Source records
=====

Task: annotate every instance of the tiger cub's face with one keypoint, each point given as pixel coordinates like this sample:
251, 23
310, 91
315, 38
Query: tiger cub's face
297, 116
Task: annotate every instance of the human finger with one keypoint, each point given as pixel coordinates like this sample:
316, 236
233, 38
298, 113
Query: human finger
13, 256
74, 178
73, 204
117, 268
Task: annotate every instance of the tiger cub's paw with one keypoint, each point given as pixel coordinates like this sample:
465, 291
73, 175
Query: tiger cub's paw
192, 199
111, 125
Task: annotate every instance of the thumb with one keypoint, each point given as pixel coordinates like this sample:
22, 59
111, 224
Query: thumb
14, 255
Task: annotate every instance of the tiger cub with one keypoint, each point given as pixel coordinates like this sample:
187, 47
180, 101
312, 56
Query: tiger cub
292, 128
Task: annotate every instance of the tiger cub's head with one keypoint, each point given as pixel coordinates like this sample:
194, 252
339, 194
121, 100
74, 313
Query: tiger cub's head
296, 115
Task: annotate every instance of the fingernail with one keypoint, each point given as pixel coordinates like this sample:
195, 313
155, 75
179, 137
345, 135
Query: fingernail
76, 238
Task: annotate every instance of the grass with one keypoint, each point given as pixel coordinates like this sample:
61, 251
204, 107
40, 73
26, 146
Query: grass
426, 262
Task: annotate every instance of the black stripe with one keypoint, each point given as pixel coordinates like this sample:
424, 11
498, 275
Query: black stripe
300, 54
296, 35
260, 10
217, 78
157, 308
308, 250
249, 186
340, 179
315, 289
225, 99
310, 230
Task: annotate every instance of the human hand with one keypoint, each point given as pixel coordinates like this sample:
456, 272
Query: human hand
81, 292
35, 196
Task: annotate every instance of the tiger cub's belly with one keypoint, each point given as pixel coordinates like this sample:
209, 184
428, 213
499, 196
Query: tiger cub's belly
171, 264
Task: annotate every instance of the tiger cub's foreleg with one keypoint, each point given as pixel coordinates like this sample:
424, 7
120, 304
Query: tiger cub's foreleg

=====

WHAT THE TASK REQUIRES
Rewrite the part of the material that runs from the line containing "Task: annotate every instance of the black" through the end of the material, swapping "human hand" for "person's hand" and leaving everything else unchanged.

CORRECT ANSWER
Task: annotate every instance of the black stripe with one keypoint, each point given as pixel coordinates like this sample:
424, 11
498, 275
Query: black stripe
300, 54
296, 35
260, 10
217, 78
157, 308
308, 250
249, 186
340, 179
315, 289
225, 99
310, 230
Task: annotate every instance of the person's hand with one keypoint, each point given as pixel coordinates like this sample:
456, 272
Query: person's hand
81, 292
35, 196
Task: annotate every instance of the tiger cub's belly with one keypoint, each point given as pixel coordinates like this sample:
209, 184
428, 213
499, 196
Query: tiger cub's belly
171, 264
Task: annotate every instance of the tiger cub's foreleg with one keypoint, each point given as pixel coordinates like this sample:
424, 7
120, 304
Query: tiger cub's foreleg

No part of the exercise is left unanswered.